● **JOBS**
1 – Answer these questions from the text on paraplanners and technology:
(a) What share of paraplanners believe the technology they use helps them deliver better advice to clients?
(b) What percentage of paraplanners use risk profiling?
(c) What percentage of paraplanners fear the negative impact of robo-advice and report automation?
2 – Edit the stretch of the records from the line containing "Shelf-audit tagging: for every instance of the weapon" through the end of the records, replacing "weapon optic" with "rifle scope" and changing nothing else. Return only those lines.

● **QUOTED PASSAGE**
- Paraplanners are generally strong supporters of technology
- Most paraplanners are not worried about their roles being replaced by automation
- As principal users, paraplanners want more influence over their firms’ tech decisions
Paraplanners are firmly of the view that technology is a net positive in their roles. Three quarters of paraplanners believe the technology they use helps them to deliver better advice to clients.
As principal users of tech systems, platform tools and software applications they experience first-hand the benefits and drawbacks of technology in all its guises. Anecdotally, paraplanners make a distinction between incredibly useful modern tech and less useful, older, clunkier tech that can involve rekeying of data. So, it’s not a surprise to see that two-thirds of paraplanners believe the tech they use can be improved. The dream state for paraplanners is seamless connectivity between systems that allows information to flow smoothly between the research, analysis, and report writing aspects of their roles.
So what technologies are paraplanners mostly using? Cashflow modelling software comes out a firm favourite, described by several paraplanners as transformational in helping clients to visually understand the impact of withdrawals and market corrections on their pension pots. This is followed by the use of pension and investment research tools (67%), risk profiling (51%), and platform tools (40%).
While much is made in the media of robots and automation displacing certain roles, it’s interesting that paraplanners don’t fear technology – only 15% fear the negative impact of tech threats like robo-advice and report automation. Paraplanners generally see technologies disrupting specific activities within their role rather than their entire roles – a compliance suitability report could be automated to a degree but even that would require a qualitative check.
As paraplanners have moved from a historically more dominant focus on report writing, they have added a range of interpretative analysis and research activities that are more difficult to automate. These require not just a fundamental understanding of financial planning but also a human touch in the way that they make complex financial ideas accessible to clients.

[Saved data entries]
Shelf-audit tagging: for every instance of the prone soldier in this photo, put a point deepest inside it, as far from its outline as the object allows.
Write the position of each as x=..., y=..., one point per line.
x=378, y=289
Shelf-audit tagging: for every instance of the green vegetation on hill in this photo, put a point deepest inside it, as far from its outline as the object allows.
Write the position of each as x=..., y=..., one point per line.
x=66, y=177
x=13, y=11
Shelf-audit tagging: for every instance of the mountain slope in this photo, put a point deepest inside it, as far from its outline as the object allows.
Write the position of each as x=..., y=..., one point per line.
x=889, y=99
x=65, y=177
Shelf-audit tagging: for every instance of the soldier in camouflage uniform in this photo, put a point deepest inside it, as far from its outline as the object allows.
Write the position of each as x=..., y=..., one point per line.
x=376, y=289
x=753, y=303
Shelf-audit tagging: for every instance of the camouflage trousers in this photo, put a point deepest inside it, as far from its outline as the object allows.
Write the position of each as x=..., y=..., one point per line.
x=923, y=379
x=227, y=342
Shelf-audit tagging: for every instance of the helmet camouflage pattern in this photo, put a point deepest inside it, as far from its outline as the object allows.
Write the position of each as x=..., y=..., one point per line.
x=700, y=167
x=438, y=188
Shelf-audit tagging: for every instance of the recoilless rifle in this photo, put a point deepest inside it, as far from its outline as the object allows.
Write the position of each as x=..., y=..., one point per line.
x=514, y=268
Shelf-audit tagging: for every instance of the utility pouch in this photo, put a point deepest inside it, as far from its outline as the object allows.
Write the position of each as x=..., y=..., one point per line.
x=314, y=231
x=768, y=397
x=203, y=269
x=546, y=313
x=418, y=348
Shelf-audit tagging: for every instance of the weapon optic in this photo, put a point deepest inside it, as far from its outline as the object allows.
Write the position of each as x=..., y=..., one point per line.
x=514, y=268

● **SOLUTION SET**
1 –
(a) Three quarters
(b) 51%
(c) 15%

2 –
Shelf-audit tagging: for every instance of the rifle scope in this photo, put a point deepest inside it, as far from its outline as the object allows.
Write the position of each as x=..., y=..., one point per line.
x=514, y=268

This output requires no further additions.